Set exercise: Repeat each entry as written and leave the images out of the copy.
** BEGIN Task data **
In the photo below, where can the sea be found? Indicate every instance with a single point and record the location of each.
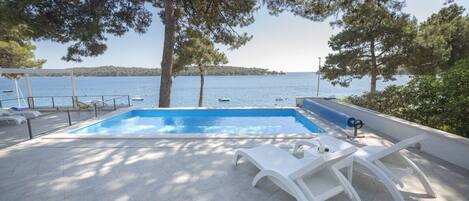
(264, 90)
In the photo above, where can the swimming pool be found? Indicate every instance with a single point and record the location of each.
(202, 122)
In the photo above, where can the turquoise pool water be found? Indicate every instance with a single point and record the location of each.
(207, 121)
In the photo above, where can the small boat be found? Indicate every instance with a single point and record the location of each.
(223, 100)
(137, 99)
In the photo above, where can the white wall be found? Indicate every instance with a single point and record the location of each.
(444, 145)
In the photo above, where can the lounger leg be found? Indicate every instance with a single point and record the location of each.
(257, 178)
(388, 183)
(352, 194)
(423, 179)
(389, 173)
(350, 172)
(236, 158)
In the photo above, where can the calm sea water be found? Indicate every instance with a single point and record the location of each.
(241, 90)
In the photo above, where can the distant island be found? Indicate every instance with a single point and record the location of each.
(109, 71)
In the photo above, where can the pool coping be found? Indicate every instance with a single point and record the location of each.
(328, 127)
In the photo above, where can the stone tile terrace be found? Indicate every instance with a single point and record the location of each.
(178, 169)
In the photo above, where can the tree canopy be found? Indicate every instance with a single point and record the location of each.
(194, 48)
(16, 49)
(441, 41)
(371, 43)
(82, 24)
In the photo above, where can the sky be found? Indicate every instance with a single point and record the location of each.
(283, 43)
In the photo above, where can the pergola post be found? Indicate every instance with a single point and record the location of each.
(30, 91)
(74, 89)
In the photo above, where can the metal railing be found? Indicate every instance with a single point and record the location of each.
(69, 102)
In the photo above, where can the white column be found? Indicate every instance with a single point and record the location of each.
(17, 93)
(30, 92)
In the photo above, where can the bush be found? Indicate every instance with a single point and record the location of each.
(440, 101)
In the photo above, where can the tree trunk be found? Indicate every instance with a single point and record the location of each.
(374, 67)
(168, 49)
(201, 92)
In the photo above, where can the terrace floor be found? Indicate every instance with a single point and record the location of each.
(178, 169)
(48, 121)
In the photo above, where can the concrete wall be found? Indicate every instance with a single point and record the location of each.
(444, 145)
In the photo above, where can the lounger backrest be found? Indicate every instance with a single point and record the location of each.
(322, 162)
(397, 147)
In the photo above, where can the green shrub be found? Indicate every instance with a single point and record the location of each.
(440, 101)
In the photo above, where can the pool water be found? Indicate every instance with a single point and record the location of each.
(203, 121)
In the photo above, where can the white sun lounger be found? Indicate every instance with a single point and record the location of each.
(388, 164)
(12, 119)
(310, 178)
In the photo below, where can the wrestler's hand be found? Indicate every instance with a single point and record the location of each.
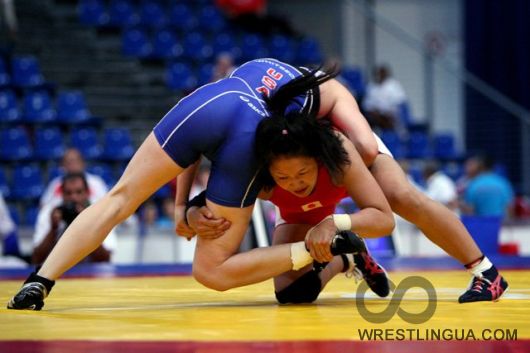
** END Task data **
Final answer:
In the photo below, where can the sea be found? Indicate every instance with a single point and record the location of each.
(264, 90)
In the photo above, where can the swimming pool be found? Indicate every instance with a single point and record the location of each.
(202, 122)
In the photo above, where can the turquoise pool water be found? Indicate every instance with a single point and record the location of each.
(207, 121)
In the photo above, where can the small boat be found? Indicate every instance with a single point and record the location of each.
(223, 100)
(137, 99)
In the photo above, where can the white wall be found? Indicate every instance with a single point and record the location of each.
(444, 145)
In the photo above, where can the lounger leg be found? Indicate every instance with a single point and record the location of each.
(257, 178)
(388, 183)
(352, 194)
(423, 179)
(389, 173)
(350, 172)
(236, 158)
In the photo above, where can the calm sea water be found? Indicate every instance with a single point and record the location of each.
(241, 90)
In the photo above, where can the distant island be found? Indicate every instance with a single point and record the location of each.
(109, 71)
In the photo above, where can the pool coping be found? Indicate every instance with a single point and record the location of each.
(328, 127)
In the photo above, where can the stone tile terrace be found? Indicate every instance with a single point and record the location of each.
(178, 169)
In the photo above, where can the tree canopy be found? Indicate every instance with a single point and record the location of each.
(194, 48)
(16, 49)
(441, 41)
(371, 43)
(82, 24)
In the photo above, where can the sky be found? Indicate every instance with a single point and record the location of each.
(283, 43)
In the photo above, where can the pergola post be found? Indicate every instance with a single point and record the location of each.
(30, 91)
(74, 89)
In the photo above, where can the metal railing be found? Indicate every instance with a single point and record the location of each.
(69, 102)
In the photo above, where can the white column be found? Indicate every instance with a single point and record the location of each.
(17, 93)
(30, 92)
In the photo above, where can the bush be found? Indicate every instance with a single point and record the location of each.
(440, 101)
In the photo above, where can the tree trunk be found? Indicate every instance with a single point and record the location of each.
(374, 67)
(168, 49)
(201, 92)
In the photo above, where can the terrace floor be found? Indicate every instance with a single point and record the location of each.
(178, 169)
(48, 121)
In the photo above, where can the concrete wall be found? Indicate every instance with a single point and record the location of each.
(444, 145)
In the photo above, where can the lounger backrest be found? Indicate every instance with a single point and record the location of each.
(322, 162)
(397, 147)
In the photo above, where can the green shrub be found? Indicate every instance with a single point and record the location of each.
(440, 101)
In the photo above, where can the pool water be found? Indicate every instance with a single point and record the location of each.
(203, 121)
In the photo above, where can the white sun lounger be found? Indicate every instance with a single point and record the location of each.
(388, 164)
(12, 119)
(310, 178)
In the photo below, where can the wrestler's hand be found? Indicate every instance with a single point and record the location of each.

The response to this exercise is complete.